# Explore the material
1. Reproduce the portion of the carbon capture passage that opens with the words "The world’s forests" and closes with "than land-based forests.", changing "mangroves" to "coastal wetlands".
2. According to the carbon capture passage, how much carbon dioxide will Habshan capture and store each year?

# Supplied passage
"""

Captured CO2 can also be recycled into new products
The GCC is serious about carbon capture
Carbon capture

The idea of carbon capture instead of letting CO2 enter the atmosphere is accelerating adoption in the Gulf region. According to the National Academies of Sciences, Engineering and Medicine, the world must also remove around an additional 10 gigatons of carbon dioxide from the atmosphere each year by mid-century. That’s twice what the U.S. emits from burning fossil fuels each year.

The world’s forests currently absorb around 16 gigatons of CO2 each year. But about half of that is lost to deforestation, fires and other disturbances.

Several Gulf countries are planting mangroves to pull CO2 out of the air. These coastal trees are up to five times more efficient at sequestering CO2 than land-based forests.

The world’s soils and oceans are already massive carbon stores.

That leaves carbon capture to do the rest, ADNOC announced in early September a plan to build one of the Middle East’s largest carbon capture projects. Habshan will capture and store 1.5 million tons of carbon dioxide (CO2) each year. This will bring ADNOC’s carbon capture capacity to 2.3 million tons per year.

"""

(Photo-based referring expression data)
"""

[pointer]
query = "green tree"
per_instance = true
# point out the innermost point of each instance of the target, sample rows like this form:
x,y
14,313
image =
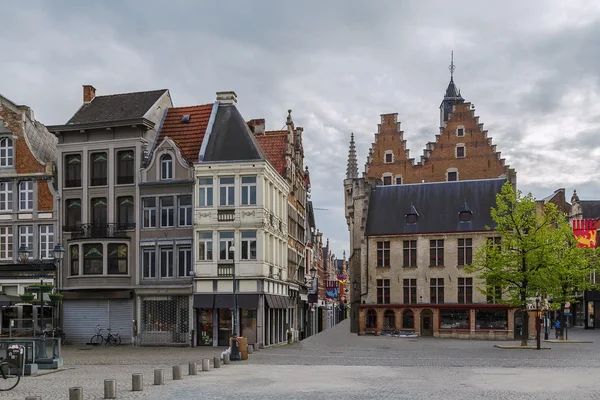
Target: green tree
x,y
519,265
570,268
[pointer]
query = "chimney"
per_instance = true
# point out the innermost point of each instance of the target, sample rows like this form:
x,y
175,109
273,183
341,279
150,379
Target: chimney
x,y
89,92
227,97
257,126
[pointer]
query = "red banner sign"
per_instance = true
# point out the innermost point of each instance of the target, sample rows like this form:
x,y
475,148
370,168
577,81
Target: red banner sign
x,y
585,232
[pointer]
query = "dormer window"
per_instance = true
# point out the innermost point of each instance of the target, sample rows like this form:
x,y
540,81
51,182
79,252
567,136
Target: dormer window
x,y
166,167
389,157
465,214
412,215
6,152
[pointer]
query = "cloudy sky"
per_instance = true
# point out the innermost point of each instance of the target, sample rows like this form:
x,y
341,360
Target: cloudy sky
x,y
530,68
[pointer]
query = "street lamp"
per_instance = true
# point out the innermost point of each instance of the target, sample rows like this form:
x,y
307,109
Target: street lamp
x,y
235,350
58,253
538,299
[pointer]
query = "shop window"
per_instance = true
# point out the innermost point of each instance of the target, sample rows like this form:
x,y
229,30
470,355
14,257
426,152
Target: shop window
x,y
408,319
371,321
454,319
491,319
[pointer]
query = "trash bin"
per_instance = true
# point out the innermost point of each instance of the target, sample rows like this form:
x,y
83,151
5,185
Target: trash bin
x,y
15,354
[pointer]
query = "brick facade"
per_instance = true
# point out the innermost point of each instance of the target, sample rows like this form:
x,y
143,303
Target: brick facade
x,y
480,161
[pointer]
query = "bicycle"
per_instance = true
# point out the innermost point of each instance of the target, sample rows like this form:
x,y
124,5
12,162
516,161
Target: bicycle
x,y
9,376
113,338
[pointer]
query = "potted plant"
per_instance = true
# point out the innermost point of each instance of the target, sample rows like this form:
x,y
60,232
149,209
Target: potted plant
x,y
26,297
55,297
45,287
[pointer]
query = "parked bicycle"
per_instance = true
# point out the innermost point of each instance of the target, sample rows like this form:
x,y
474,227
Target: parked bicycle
x,y
112,338
54,333
9,376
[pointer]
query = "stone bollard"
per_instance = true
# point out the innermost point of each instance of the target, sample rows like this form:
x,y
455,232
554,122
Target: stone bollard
x,y
137,382
205,364
110,389
176,372
76,393
193,368
159,377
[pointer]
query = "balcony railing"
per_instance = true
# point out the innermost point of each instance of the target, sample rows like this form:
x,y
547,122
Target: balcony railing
x,y
226,215
224,270
92,231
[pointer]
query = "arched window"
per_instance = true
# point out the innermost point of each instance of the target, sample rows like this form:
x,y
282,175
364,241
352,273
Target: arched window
x,y
6,152
166,167
371,318
389,319
408,319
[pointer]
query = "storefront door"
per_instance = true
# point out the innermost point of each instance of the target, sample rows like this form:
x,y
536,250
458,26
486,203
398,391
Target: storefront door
x,y
426,323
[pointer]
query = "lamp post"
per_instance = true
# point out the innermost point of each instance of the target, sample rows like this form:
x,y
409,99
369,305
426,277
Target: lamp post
x,y
537,321
57,253
235,350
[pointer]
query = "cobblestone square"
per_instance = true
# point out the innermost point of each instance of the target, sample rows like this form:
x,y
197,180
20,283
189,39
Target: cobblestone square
x,y
335,363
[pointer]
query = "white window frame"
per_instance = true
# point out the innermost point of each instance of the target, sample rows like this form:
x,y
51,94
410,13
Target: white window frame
x,y
185,210
247,238
26,196
26,236
186,260
229,242
171,208
6,192
385,157
46,242
205,246
387,175
166,167
151,252
247,190
6,243
452,170
225,200
6,152
151,212
205,191
167,249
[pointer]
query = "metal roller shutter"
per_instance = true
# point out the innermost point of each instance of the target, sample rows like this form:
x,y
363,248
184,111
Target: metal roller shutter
x,y
121,317
80,318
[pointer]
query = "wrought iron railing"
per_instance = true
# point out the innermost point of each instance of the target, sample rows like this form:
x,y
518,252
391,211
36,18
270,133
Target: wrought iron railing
x,y
91,231
225,215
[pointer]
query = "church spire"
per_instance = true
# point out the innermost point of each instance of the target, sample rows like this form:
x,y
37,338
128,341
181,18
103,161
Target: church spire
x,y
352,169
452,95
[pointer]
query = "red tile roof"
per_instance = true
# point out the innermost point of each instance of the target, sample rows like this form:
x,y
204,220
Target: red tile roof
x,y
188,136
273,144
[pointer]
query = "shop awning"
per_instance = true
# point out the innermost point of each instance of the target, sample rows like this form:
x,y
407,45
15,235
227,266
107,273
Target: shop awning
x,y
224,300
246,300
204,300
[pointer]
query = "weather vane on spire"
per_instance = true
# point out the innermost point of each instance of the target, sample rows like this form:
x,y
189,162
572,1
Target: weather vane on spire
x,y
452,66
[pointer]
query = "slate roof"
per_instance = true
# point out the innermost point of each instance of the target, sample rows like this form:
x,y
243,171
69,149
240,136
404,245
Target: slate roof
x,y
590,208
274,145
438,206
116,107
230,138
187,135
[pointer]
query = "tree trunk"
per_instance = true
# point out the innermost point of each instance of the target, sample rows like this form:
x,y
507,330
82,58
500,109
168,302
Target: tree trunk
x,y
525,327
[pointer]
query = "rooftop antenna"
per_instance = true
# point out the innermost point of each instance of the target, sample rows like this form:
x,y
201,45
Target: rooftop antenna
x,y
452,66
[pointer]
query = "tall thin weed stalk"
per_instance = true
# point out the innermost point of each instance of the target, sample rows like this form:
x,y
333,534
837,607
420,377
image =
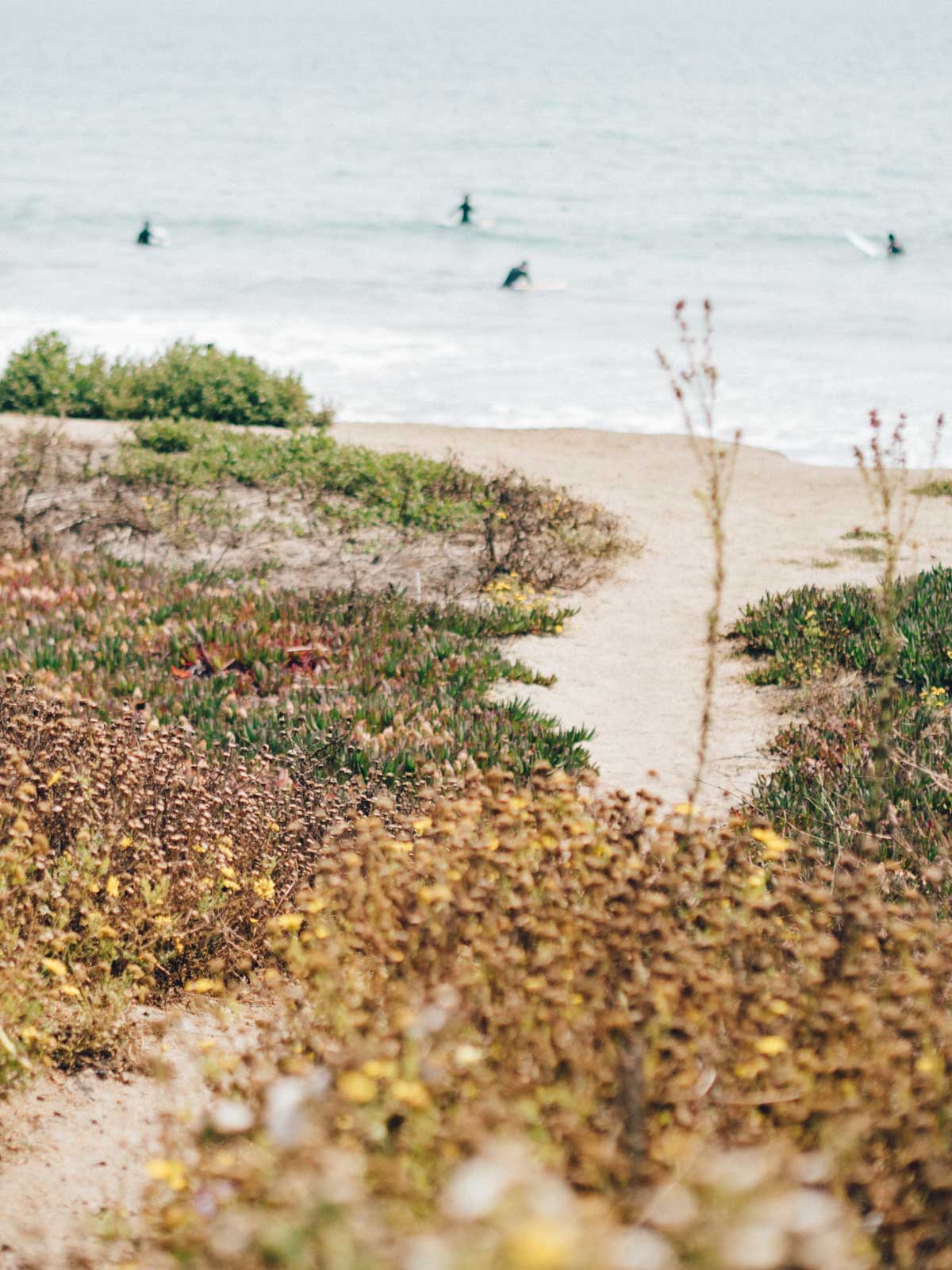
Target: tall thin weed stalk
x,y
695,387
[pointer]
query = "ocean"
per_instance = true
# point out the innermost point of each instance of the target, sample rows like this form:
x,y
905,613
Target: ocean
x,y
304,158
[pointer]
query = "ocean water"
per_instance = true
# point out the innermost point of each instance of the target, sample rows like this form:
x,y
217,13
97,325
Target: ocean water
x,y
304,156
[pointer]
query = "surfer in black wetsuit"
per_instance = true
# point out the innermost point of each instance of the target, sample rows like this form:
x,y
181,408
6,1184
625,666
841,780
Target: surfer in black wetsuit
x,y
517,275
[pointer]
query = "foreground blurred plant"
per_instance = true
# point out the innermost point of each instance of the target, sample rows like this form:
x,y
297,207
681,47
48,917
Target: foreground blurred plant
x,y
486,963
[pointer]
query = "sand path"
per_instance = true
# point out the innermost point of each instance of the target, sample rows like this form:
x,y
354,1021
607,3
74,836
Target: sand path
x,y
631,662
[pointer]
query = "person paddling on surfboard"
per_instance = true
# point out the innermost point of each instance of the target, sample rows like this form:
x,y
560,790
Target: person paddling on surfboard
x,y
517,275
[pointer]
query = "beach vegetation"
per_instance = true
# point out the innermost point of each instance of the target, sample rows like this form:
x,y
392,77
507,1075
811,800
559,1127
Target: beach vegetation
x,y
187,381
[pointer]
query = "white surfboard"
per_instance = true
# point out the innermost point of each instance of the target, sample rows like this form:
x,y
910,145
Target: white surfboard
x,y
862,244
522,285
454,222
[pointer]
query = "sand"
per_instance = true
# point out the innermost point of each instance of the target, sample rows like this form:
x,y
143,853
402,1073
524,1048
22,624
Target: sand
x,y
631,664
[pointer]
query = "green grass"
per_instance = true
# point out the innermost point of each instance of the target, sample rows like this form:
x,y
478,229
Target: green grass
x,y
810,632
368,685
353,483
823,779
187,381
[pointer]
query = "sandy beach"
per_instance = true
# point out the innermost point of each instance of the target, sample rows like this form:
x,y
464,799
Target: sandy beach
x,y
631,662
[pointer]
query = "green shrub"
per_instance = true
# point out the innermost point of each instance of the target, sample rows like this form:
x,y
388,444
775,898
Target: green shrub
x,y
809,632
38,380
187,381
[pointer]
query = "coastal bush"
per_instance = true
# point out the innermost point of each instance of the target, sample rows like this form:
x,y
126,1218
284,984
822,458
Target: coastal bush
x,y
374,686
822,784
545,535
187,381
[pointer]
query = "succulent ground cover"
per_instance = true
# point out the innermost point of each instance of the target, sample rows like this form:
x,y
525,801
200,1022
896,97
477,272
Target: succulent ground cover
x,y
374,686
179,492
823,781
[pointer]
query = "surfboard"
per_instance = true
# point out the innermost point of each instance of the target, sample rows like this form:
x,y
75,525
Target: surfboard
x,y
862,244
456,224
539,286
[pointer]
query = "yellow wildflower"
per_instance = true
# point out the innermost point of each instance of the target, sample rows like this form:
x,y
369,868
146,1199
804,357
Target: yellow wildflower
x,y
289,922
412,1092
770,1045
263,888
357,1087
169,1172
539,1244
432,895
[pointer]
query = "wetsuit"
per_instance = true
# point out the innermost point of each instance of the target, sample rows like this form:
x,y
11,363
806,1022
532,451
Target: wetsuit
x,y
514,276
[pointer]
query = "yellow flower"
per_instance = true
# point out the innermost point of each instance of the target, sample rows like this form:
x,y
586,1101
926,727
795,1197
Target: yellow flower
x,y
357,1087
432,895
770,1045
378,1068
685,810
539,1245
169,1172
263,888
774,842
412,1092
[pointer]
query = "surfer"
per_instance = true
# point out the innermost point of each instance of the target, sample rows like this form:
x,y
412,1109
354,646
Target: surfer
x,y
517,275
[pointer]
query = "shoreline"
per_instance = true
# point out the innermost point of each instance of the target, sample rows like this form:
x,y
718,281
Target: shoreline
x,y
630,664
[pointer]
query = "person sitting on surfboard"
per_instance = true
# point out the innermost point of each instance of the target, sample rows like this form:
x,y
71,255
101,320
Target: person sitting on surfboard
x,y
517,275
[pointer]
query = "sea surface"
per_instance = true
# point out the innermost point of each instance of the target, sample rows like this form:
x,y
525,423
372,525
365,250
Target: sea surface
x,y
304,158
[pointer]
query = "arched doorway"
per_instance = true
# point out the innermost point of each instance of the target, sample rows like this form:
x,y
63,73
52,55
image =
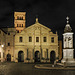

"""

# Expected results
1.
The world’s forests currently absorb around 16 gigatons of CO2 each year. But about half of that is lost to deforestation, fires and other disturbances.

Several Gulf countries are planting coastal wetlands to pull CO2 out of the air. These coastal trees are up to five times more efficient at sequestering CO2 than land-based forests.

2. 1.5 million tons